What you should do:
Below are records; count how many of their lines contain the word "seaweed" and give the number alone.

(Beginning of Data extracts)

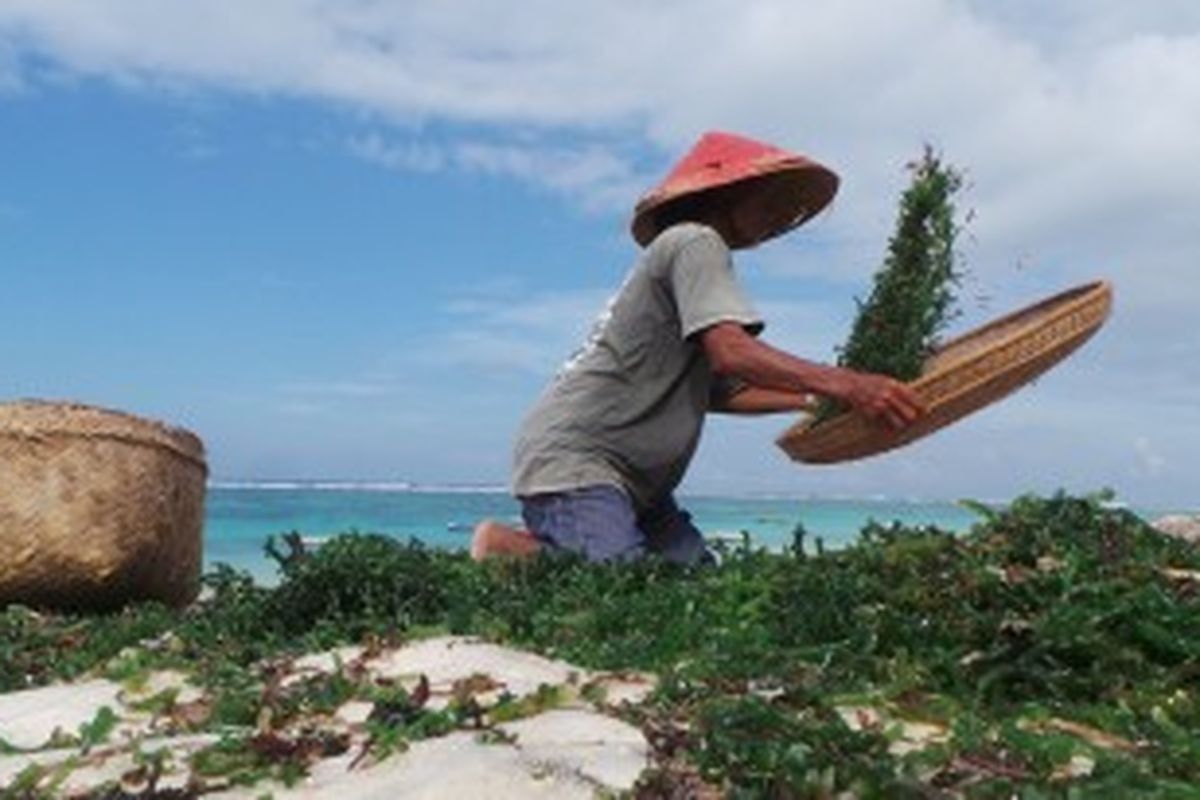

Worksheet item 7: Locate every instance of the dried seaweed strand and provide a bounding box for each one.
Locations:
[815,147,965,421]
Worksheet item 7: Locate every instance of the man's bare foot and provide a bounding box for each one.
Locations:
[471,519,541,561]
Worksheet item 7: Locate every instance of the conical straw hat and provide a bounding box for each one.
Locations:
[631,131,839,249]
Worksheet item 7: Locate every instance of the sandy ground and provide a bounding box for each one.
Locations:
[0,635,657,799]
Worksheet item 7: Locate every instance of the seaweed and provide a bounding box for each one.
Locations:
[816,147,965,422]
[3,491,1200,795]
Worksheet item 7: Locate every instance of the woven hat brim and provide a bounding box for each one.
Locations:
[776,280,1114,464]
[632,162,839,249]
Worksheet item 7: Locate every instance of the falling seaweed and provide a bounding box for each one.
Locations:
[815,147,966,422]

(End of Data extracts)
(Beginning of Data extracts)

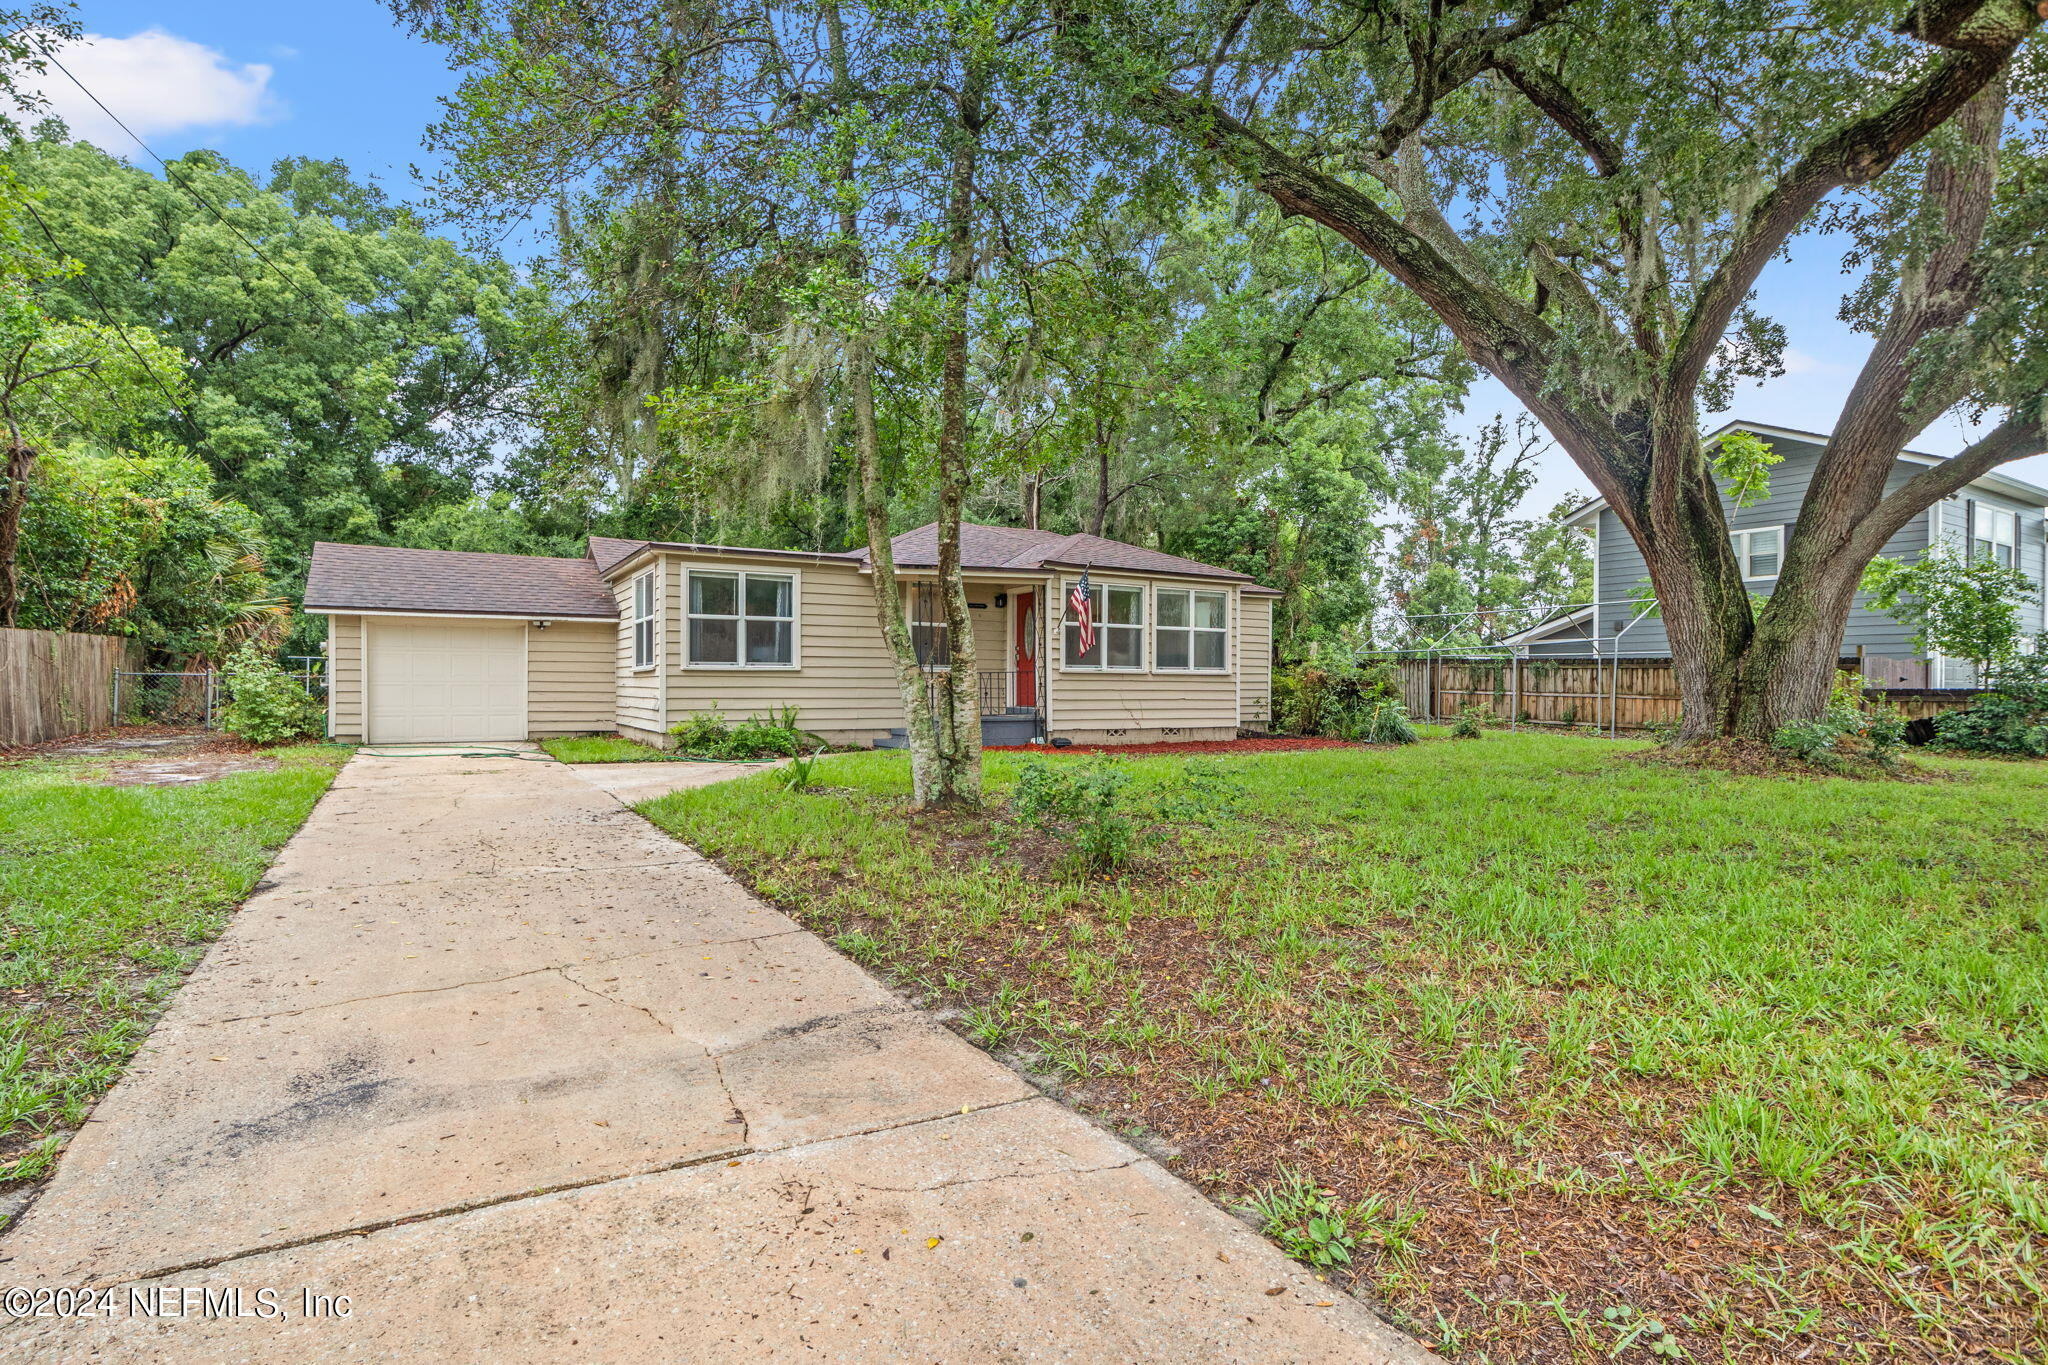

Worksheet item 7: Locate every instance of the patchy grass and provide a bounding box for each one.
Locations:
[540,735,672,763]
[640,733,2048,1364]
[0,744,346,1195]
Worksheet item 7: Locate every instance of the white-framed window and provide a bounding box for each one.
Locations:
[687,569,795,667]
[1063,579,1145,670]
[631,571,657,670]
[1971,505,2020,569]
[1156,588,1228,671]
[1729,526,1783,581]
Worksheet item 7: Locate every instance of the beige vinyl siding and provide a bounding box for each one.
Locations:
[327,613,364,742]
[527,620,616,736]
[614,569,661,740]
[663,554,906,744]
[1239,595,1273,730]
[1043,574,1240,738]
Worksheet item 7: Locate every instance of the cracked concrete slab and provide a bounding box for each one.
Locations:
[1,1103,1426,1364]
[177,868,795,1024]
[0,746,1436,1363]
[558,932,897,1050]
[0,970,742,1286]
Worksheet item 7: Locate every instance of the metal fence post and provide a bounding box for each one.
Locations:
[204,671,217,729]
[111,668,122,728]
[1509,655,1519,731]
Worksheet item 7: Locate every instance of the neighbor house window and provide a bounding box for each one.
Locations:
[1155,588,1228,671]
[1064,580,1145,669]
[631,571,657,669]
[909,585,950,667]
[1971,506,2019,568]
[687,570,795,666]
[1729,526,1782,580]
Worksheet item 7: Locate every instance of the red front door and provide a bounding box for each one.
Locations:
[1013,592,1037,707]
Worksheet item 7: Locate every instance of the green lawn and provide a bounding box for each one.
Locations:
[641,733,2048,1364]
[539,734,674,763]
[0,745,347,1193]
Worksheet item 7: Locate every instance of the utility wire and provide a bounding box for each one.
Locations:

(End of Data extracts)

Result of the task:
3